EXERCISE DETAILS:
Please quote, word for word, the entries from the line containing "Mark the armored arm sleeve." through to the end of the entries, including that first line and the last one.

┏━━

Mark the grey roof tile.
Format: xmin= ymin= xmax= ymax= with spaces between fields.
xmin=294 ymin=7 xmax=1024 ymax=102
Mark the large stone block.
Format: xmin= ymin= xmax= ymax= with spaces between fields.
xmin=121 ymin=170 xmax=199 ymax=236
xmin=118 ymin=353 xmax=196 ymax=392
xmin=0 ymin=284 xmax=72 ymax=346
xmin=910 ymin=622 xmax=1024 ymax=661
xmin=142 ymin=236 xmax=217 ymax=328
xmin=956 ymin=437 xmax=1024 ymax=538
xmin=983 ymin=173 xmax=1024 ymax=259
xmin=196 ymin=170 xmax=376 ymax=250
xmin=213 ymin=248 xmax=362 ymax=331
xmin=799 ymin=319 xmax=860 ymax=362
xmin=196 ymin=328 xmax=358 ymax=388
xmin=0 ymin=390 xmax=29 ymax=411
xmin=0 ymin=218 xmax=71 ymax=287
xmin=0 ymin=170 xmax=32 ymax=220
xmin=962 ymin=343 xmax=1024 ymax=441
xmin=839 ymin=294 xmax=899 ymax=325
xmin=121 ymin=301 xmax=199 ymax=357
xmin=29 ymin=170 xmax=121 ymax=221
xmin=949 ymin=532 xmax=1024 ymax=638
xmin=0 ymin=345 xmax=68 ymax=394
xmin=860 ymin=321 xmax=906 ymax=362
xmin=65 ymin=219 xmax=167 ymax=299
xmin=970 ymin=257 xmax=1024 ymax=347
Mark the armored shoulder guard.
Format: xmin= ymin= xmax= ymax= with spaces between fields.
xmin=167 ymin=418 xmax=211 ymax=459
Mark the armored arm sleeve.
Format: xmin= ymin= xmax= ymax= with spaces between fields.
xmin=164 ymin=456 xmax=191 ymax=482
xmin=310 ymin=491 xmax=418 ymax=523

┗━━

COMPLETE OUTPUT:
Mark the armored arm sleeve.
Format: xmin= ymin= xmax= ymax= with spaces between fields.
xmin=164 ymin=456 xmax=191 ymax=482
xmin=310 ymin=491 xmax=418 ymax=523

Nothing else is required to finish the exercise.